What needs to be done: Please copy out the material below line for line, leaving out the pictures.

Available records:
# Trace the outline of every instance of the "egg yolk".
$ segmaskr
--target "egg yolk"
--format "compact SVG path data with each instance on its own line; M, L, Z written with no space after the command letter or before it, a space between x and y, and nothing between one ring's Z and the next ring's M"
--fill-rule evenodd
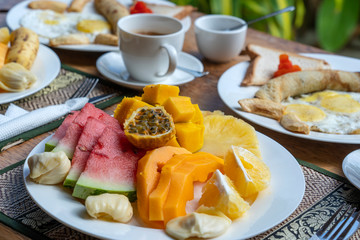
M348 94L326 96L321 100L320 104L323 108L339 113L360 111L360 103Z
M303 122L319 122L326 117L323 110L306 104L290 104L285 108L284 114L293 113Z
M77 30L84 33L96 33L104 30L109 30L109 23L102 20L81 20L76 25Z
M332 91L322 91L322 92L316 92L314 94L311 94L309 96L303 97L301 98L301 100L305 101L305 102L315 102L319 99L322 99L323 97L326 96L333 96L333 95L337 95L338 93L336 92L332 92Z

Full response:
# Trace the outline of every instance of the "egg yolk".
$ segmaskr
--target "egg yolk"
--format "compact SVG path data with each instance on its own line; M, L, Z written with no space after the command letter or before it, a space between x and y, and nothing between one ring's Z and the next ring's M"
--fill-rule evenodd
M348 94L326 96L321 100L320 104L323 108L339 113L360 111L360 103Z
M303 122L319 122L326 117L323 110L306 104L290 104L285 108L284 114L293 113Z
M77 30L84 33L96 33L104 30L109 30L109 23L102 20L81 20L76 25Z
M332 91L322 91L322 92L316 92L314 94L311 94L309 96L303 97L301 98L301 100L305 101L305 102L315 102L319 99L322 99L323 97L326 96L333 96L333 95L337 95L338 93L336 92L332 92Z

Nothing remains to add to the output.